# ASSIGNMENT:
Copy the items below, substituting "foreground clicks" for each occurrence of "positive clicks" and leaving everything else unchanged.

# TASK INPUTS:
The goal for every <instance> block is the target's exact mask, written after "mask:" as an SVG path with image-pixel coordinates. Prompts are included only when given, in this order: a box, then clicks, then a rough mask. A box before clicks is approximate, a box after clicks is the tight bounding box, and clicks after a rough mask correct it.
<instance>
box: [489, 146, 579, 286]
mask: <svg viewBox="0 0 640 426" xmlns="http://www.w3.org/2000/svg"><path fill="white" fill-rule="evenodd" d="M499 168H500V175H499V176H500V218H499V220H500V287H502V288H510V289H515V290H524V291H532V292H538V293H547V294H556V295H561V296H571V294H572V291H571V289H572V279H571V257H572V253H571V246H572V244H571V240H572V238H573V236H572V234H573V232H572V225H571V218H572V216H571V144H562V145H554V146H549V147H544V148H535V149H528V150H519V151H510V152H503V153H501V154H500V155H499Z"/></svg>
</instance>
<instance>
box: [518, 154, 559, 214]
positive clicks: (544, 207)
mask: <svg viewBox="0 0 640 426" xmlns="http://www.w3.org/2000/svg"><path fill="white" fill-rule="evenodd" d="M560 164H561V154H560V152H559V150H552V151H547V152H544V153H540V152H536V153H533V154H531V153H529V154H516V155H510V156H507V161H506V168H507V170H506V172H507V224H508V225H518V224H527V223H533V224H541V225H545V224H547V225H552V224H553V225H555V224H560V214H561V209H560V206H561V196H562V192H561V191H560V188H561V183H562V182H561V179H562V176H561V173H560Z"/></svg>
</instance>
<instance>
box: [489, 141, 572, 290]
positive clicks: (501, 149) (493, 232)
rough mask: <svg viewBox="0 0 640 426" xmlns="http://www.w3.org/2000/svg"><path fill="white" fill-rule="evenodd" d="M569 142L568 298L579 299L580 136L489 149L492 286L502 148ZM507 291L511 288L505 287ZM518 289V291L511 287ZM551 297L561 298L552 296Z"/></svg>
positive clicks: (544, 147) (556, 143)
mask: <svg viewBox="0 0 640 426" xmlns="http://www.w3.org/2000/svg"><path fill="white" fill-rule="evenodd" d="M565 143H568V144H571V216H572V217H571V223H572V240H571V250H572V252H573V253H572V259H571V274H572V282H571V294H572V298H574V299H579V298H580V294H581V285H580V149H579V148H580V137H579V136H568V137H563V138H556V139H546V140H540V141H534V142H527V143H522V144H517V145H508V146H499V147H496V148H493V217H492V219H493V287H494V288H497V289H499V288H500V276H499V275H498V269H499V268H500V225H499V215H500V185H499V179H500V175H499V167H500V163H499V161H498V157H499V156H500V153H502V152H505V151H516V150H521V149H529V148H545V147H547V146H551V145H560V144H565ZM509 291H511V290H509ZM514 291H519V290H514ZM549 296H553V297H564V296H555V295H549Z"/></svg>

# WRITTEN SOLUTION:
The goal for every <instance> block is the target's exact mask, written after "mask:" as an SVG path with image-pixel coordinates. Prompts are included only when given, in this order: a box, then clicks, then a rough mask. A box before clicks is approximate, a box after clicks is the tight bounding box, and clicks after a rough mask correct it.
<instance>
box: [489, 146, 579, 286]
mask: <svg viewBox="0 0 640 426" xmlns="http://www.w3.org/2000/svg"><path fill="white" fill-rule="evenodd" d="M499 168H500V175H499V176H500V218H499V220H500V287H502V288H510V289H515V290H524V291H532V292H538V293H547V294H556V295H561V296H571V294H572V291H571V289H572V279H571V257H572V253H571V246H572V244H571V240H572V238H573V236H572V234H573V232H572V225H571V218H572V216H571V144H562V145H554V146H549V147H544V148H535V149H528V150H519V151H510V152H503V153H501V154H500V155H499Z"/></svg>
</instance>
<instance>
box: [518, 154, 559, 214]
foreground clicks: (544, 207)
mask: <svg viewBox="0 0 640 426" xmlns="http://www.w3.org/2000/svg"><path fill="white" fill-rule="evenodd" d="M560 164H561V154H560V152H559V150H552V151H547V152H544V153H540V152H536V153H533V154H531V153H529V154H516V155H510V156H507V161H506V168H507V170H506V172H507V224H508V225H518V224H527V223H533V224H541V225H545V224H547V225H552V224H553V225H555V224H560V214H561V209H560V206H561V196H562V192H561V191H560V188H561V183H562V182H561V179H562V176H561V173H560Z"/></svg>
</instance>
<instance>
box: [489, 141, 572, 290]
foreground clicks: (501, 149) (493, 232)
rough mask: <svg viewBox="0 0 640 426" xmlns="http://www.w3.org/2000/svg"><path fill="white" fill-rule="evenodd" d="M569 142L568 298L579 299L580 136L489 149L492 286L502 148ZM507 291L511 288L505 287ZM518 289V291L511 287ZM551 297L561 298L552 296Z"/></svg>
foreground clicks: (544, 147) (556, 143)
mask: <svg viewBox="0 0 640 426" xmlns="http://www.w3.org/2000/svg"><path fill="white" fill-rule="evenodd" d="M565 143H568V144H571V216H572V217H571V223H572V240H571V250H572V252H573V253H572V259H571V274H572V282H571V294H572V298H574V299H579V298H580V294H581V285H580V149H579V148H580V137H579V136H568V137H563V138H556V139H546V140H540V141H534V142H527V143H522V144H517V145H508V146H499V147H496V148H493V217H492V219H493V287H494V288H497V289H499V288H500V276H499V275H498V269H499V268H500V225H499V215H500V185H499V179H500V175H499V167H500V163H499V161H498V157H499V156H500V153H502V152H505V151H516V150H521V149H529V148H545V147H547V146H551V145H560V144H565ZM509 291H511V290H509ZM514 291H519V290H514ZM549 296H553V297H564V296H555V295H549Z"/></svg>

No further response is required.